### Alıştırma yönergesi:
Darüşşafaka Doğuş ile Real Madrid serisini konu alan aşağıdaki metni, hiçbir değişiklik yapmadan baştan sona kopyalayın.

### Metin bölümü:
'''
Darüşşafaka Doğuş – Real Madrid Serisini İzlemek İçin 5 Sebep

2017-04-18T15:24:01+00:00 2017-04-18T16:09:11+00:00.

Utkan Sahin

18/Nis/17 15:24

Eurohoops.net

Darüşşafaka Doğuş, tarihinde ilk kez playoff’a kalmayı başarırken, rakibi son yılların en başarılı takımı Real Madrid oldu. Bu harika seri öncesi biz de sizlere seriyi neden izlemeniz gerektiğine dair beş sebep çıkardık.

by Utkan Şahin / info@eurohoops.net

Doğuş Holding ile Darüşşafaka birleşme kararı aldığı gün, planladıkları başarılardan bir tanesine bu sezon ulaştı. Darüşşafaka, sezon içerisinde çok fazla iniş, çıkış yaşasa da sezonun son bölümünde arka arkaya kazandığı kritik maçlarla birlikte Fenerbahçe ve Anadolu Efes‘ten sonra playoff’lara kalmayı başaran üçüncü Türk takımı oldu. Şimdi ise karşılarında daha da zor bir yol var: Real Madrid

Klasik bir David Blatt takımı olmayı başaran Darüşşafaka, özellikle Wanamaker ve Clyburn’un sezon içerisinde gösterdiği performansla ayakta kalmayı başardı. Sezon başından beri pivot pozisyonunda sıkıntı yaşayan temsilcimiz, Ante Zizic transferiyle bu yarasına biraz pansuman yapsa da hala burada girdiği her savaşı kazanamıyor.
'''
### Sağlanan bilgiler:
'''
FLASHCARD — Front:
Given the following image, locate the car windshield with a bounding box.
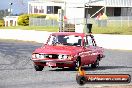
'''
### Sonuç:
Darüşşafaka Doğuş – Real Madrid Serisini İzlemek İçin 5 Sebep

2017-04-18T15:24:01+00:00 2017-04-18T16:09:11+00:00.

Utkan Sahin

18/Nis/17 15:24

Eurohoops.net

Darüşşafaka Doğuş, tarihinde ilk kez playoff’a kalmayı başarırken, rakibi son yılların en başarılı takımı Real Madrid oldu. Bu harika seri öncesi biz de sizlere seriyi neden izlemeniz gerektiğine dair beş sebep çıkardık.

by Utkan Şahin / info@eurohoops.net

Doğuş Holding ile Darüşşafaka birleşme kararı aldığı gün, planladıkları başarılardan bir tanesine bu sezon ulaştı. Darüşşafaka, sezon içerisinde çok fazla iniş, çıkış yaşasa da sezonun son bölümünde arka arkaya kazandığı kritik maçlarla birlikte Fenerbahçe ve Anadolu Efes‘ten sonra playoff’lara kalmayı başaran üçüncü Türk takımı oldu. Şimdi ise karşılarında daha da zor bir yol var: Real Madrid

Klasik bir David Blatt takımı olmayı başaran Darüşşafaka, özellikle Wanamaker ve Clyburn’un sezon içerisinde gösterdiği performansla ayakta kalmayı başardı. Sezon başından beri pivot pozisyonunda sıkıntı yaşayan temsilcimiz, Ante Zizic transferiyle bu yarasına biraz pansuman yapsa da hala burada girdiği her savaşı kazanamıyor.